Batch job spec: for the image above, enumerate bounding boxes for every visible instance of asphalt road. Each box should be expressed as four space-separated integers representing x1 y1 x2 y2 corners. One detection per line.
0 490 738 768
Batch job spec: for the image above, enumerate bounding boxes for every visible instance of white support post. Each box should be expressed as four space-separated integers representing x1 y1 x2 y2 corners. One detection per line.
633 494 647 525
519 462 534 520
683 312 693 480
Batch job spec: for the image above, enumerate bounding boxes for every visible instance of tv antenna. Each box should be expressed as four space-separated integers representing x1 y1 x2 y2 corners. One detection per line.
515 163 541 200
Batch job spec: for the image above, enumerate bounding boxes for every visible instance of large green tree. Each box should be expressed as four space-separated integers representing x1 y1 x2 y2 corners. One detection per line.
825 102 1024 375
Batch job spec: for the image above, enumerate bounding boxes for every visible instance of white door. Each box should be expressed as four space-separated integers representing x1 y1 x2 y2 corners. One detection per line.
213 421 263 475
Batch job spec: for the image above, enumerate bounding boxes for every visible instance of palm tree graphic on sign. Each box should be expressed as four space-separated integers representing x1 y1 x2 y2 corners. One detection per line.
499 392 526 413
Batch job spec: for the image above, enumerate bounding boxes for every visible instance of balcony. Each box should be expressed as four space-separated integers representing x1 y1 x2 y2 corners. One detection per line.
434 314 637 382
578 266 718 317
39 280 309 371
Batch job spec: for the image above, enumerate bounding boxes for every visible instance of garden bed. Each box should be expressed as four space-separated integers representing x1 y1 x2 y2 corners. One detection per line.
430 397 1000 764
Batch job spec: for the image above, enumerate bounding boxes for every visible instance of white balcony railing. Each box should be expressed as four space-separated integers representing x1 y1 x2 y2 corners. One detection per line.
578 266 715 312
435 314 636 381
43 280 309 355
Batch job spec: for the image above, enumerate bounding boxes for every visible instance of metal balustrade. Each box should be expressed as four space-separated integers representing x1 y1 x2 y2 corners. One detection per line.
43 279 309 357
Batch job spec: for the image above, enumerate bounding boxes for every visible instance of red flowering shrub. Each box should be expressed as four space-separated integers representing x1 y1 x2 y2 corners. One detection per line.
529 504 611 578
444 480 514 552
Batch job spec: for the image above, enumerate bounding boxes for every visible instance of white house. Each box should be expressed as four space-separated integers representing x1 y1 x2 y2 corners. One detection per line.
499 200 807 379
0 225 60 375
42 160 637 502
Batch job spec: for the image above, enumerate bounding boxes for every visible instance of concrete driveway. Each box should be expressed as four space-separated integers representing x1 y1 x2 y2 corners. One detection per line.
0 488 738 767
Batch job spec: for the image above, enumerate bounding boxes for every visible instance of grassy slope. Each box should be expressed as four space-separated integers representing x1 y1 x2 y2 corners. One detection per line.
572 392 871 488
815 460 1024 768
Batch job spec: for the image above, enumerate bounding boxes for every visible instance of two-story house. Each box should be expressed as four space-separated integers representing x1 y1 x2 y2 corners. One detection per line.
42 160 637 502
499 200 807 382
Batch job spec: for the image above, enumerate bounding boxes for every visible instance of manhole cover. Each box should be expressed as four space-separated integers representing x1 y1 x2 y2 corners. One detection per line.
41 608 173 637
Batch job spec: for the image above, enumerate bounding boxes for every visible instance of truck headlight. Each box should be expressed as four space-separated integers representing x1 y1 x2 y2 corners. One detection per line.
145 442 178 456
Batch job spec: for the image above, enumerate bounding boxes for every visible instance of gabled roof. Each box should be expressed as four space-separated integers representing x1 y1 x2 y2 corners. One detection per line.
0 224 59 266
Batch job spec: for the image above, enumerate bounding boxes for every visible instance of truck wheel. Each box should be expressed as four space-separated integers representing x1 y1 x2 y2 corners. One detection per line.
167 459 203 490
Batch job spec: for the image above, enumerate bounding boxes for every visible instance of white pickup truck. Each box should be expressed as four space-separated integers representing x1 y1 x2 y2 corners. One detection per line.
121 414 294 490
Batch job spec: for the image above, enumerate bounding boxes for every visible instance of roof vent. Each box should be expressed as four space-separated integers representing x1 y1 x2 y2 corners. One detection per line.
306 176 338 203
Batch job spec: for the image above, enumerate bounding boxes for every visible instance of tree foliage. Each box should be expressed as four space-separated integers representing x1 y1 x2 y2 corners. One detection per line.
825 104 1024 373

================================

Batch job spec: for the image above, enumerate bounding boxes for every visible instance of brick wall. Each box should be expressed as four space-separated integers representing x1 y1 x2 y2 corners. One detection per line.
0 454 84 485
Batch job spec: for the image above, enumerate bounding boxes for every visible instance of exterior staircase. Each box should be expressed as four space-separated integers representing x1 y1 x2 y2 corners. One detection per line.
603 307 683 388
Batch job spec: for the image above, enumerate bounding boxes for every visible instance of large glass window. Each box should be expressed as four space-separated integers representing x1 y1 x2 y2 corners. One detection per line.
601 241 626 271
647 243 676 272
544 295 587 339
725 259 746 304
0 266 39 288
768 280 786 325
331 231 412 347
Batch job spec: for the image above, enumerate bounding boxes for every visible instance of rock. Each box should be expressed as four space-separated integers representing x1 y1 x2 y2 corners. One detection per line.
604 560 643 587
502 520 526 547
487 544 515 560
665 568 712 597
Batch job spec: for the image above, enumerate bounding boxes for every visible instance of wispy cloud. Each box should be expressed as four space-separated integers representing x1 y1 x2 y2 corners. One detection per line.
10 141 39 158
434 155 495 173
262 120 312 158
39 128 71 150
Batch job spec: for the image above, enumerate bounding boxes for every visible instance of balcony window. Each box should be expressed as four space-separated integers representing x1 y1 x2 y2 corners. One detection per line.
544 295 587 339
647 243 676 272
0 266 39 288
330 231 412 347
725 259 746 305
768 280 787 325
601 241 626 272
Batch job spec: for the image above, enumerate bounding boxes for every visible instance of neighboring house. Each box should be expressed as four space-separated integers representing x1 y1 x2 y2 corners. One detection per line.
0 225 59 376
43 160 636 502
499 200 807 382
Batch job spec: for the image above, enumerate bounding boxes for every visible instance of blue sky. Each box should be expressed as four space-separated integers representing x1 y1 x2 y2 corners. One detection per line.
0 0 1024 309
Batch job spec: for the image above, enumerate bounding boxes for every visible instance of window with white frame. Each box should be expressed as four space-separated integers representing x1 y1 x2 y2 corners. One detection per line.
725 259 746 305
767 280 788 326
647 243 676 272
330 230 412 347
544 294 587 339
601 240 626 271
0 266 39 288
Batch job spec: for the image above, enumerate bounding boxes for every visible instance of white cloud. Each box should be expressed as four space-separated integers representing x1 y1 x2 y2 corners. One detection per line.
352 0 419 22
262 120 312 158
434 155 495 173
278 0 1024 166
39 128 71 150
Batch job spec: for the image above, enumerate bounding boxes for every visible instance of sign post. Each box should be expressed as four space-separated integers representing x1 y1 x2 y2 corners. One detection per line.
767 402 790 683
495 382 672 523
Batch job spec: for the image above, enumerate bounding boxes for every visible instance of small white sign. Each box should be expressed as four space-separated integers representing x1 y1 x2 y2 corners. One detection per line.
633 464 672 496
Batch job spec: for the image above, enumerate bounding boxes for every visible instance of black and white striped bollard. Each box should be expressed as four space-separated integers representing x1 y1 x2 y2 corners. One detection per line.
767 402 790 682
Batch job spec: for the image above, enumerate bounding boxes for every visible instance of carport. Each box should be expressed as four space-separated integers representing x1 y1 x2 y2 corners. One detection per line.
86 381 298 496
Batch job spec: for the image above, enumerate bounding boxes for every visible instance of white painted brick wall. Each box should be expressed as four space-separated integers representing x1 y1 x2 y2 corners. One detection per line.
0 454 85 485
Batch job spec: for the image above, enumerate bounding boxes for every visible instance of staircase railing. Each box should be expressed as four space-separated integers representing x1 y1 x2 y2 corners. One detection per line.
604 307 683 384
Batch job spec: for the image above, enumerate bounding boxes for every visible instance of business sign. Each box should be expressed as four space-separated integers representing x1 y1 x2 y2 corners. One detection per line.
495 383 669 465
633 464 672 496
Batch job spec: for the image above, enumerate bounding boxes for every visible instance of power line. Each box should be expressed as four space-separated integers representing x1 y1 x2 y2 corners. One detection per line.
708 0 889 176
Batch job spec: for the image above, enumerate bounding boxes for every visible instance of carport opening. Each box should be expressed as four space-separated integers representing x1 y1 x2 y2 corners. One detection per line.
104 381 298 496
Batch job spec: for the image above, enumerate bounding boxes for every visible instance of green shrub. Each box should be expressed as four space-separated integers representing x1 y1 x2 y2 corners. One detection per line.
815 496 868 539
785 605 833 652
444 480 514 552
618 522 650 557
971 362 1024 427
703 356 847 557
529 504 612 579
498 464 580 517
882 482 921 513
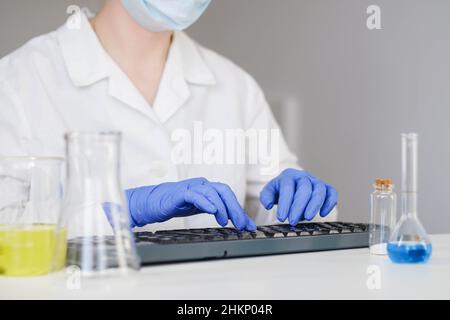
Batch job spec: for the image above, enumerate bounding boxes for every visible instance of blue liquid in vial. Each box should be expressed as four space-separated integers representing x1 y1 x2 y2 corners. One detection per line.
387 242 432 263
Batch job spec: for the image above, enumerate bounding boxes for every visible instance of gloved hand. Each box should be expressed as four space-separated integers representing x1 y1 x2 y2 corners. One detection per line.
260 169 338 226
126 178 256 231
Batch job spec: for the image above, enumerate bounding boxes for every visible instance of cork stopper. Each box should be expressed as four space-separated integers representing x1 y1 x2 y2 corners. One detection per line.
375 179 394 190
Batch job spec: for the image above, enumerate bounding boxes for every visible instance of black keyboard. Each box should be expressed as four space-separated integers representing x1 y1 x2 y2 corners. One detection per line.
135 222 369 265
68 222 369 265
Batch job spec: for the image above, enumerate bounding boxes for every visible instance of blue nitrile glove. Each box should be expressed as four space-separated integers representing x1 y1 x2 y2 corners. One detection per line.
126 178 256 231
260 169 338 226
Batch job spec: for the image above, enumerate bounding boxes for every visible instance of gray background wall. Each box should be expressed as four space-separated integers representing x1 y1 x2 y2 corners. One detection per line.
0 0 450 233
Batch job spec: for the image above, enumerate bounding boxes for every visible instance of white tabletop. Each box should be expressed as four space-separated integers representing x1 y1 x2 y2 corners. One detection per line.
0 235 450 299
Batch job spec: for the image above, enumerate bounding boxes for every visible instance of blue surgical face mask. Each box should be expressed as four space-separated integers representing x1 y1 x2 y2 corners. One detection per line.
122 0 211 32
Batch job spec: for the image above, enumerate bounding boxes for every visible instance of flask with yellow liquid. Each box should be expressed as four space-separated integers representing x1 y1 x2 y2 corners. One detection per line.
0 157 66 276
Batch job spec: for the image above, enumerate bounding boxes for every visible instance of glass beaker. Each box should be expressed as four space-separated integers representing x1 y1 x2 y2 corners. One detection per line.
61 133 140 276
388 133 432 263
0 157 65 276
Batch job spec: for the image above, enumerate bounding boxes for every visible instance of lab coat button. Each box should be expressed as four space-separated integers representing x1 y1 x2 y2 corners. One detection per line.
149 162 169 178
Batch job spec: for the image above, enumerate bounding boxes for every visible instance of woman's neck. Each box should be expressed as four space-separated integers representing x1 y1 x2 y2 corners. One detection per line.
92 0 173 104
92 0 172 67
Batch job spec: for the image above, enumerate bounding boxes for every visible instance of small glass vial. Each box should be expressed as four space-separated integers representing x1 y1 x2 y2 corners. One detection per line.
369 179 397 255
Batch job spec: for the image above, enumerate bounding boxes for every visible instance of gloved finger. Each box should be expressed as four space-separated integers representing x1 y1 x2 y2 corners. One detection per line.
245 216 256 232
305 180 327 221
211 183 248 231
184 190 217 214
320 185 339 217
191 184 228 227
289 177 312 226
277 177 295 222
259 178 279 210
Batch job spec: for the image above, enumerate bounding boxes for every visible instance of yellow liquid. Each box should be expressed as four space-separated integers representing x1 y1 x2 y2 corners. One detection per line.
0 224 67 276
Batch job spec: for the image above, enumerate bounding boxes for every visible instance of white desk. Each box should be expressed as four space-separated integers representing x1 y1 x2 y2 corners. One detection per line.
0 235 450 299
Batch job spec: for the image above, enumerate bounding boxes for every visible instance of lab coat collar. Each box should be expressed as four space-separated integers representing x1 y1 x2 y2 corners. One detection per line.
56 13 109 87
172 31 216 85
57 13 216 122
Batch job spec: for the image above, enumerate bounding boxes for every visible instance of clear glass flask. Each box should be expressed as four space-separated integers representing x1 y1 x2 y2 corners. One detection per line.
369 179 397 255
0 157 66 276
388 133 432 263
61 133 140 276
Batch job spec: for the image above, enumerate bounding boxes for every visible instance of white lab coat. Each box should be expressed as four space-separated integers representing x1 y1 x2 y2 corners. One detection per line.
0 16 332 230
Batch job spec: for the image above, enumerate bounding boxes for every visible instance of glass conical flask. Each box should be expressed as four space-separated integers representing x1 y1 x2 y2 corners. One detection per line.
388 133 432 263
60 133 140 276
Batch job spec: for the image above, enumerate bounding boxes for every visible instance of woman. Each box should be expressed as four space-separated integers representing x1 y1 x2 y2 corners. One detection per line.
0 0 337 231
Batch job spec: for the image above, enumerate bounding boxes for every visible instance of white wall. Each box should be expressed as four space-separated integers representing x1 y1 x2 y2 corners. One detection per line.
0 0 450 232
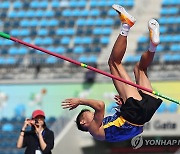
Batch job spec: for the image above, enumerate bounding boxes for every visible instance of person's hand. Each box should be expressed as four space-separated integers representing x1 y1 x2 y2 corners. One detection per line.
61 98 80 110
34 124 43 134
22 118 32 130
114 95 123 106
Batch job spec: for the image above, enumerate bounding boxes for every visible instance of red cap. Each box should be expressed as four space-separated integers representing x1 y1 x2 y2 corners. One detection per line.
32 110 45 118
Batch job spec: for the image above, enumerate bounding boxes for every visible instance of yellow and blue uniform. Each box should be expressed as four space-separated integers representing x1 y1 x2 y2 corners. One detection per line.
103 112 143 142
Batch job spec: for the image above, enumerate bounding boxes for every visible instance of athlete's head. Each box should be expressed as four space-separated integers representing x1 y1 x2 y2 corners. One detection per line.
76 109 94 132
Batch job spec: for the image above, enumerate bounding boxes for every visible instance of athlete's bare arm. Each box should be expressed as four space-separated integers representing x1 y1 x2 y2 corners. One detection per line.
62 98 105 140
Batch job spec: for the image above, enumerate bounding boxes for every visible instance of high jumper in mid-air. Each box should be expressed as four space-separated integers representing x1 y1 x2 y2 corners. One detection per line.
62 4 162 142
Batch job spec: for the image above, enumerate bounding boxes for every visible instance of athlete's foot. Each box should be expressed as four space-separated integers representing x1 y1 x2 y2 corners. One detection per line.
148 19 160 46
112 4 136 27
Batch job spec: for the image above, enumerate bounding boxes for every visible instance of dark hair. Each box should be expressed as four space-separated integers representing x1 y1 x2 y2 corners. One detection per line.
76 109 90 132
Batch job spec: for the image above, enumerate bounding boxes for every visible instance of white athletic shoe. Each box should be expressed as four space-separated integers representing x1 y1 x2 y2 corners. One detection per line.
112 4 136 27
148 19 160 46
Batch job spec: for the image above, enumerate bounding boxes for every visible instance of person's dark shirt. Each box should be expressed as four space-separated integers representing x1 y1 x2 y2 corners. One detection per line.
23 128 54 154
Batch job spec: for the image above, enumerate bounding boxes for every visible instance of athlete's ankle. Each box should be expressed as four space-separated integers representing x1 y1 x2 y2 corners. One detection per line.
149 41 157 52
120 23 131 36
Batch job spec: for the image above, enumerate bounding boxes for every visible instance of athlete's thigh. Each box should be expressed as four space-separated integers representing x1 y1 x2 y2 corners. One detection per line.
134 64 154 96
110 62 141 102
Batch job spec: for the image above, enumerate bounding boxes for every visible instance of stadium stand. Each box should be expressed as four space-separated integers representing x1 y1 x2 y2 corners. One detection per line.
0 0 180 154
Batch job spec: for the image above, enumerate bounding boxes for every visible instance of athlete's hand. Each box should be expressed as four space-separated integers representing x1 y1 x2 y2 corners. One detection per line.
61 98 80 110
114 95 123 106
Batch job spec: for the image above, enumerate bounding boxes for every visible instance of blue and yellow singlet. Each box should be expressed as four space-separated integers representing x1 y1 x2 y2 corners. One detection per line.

================================

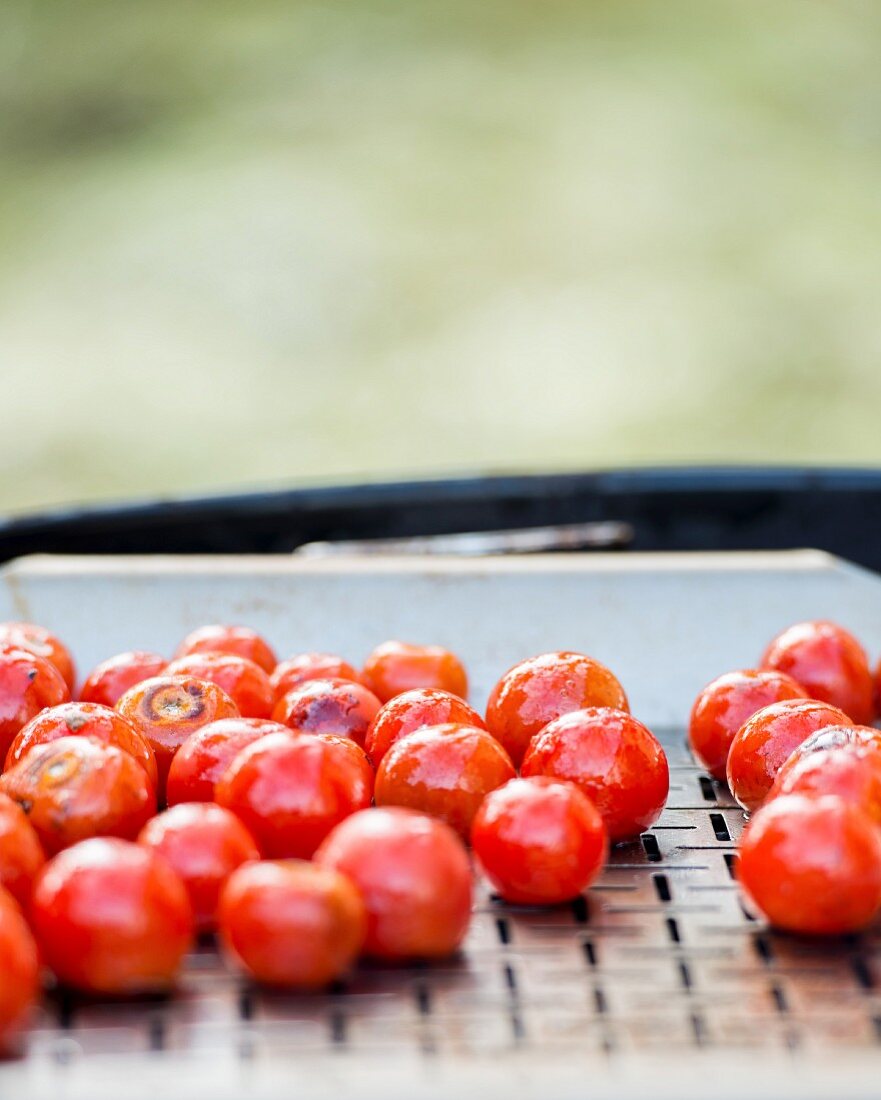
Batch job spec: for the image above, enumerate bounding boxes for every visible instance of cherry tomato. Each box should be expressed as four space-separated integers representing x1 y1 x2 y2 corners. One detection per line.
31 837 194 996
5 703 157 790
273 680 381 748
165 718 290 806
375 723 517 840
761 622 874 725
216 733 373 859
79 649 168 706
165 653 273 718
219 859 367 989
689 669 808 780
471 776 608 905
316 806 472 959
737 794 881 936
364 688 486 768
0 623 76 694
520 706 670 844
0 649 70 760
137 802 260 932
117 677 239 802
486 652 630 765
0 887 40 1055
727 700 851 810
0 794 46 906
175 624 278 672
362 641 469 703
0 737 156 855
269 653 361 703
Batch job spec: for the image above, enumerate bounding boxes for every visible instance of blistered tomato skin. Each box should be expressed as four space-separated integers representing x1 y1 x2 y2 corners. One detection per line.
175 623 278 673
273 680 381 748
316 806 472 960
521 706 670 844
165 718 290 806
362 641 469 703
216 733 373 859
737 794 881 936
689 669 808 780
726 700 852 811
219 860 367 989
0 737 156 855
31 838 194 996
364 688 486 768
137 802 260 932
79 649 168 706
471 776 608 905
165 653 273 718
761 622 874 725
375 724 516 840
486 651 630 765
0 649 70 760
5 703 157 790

================================

#### [PROBLEM TO SOLVE]
Write everything from the line containing "of black and" down to the line containing "767 402 790 682" as a JSON list of strings, one per line, omitting blank lines.

#### [REPLY TO THE TASK]
[
  "Batch job spec: for the image above, enumerate bounding boxes for every visible instance of black and white striped bollard. Each box should be expressed as four space-separated integers representing x1 y1 x2 y2 corners. One detection per line.",
  "767 402 790 682"
]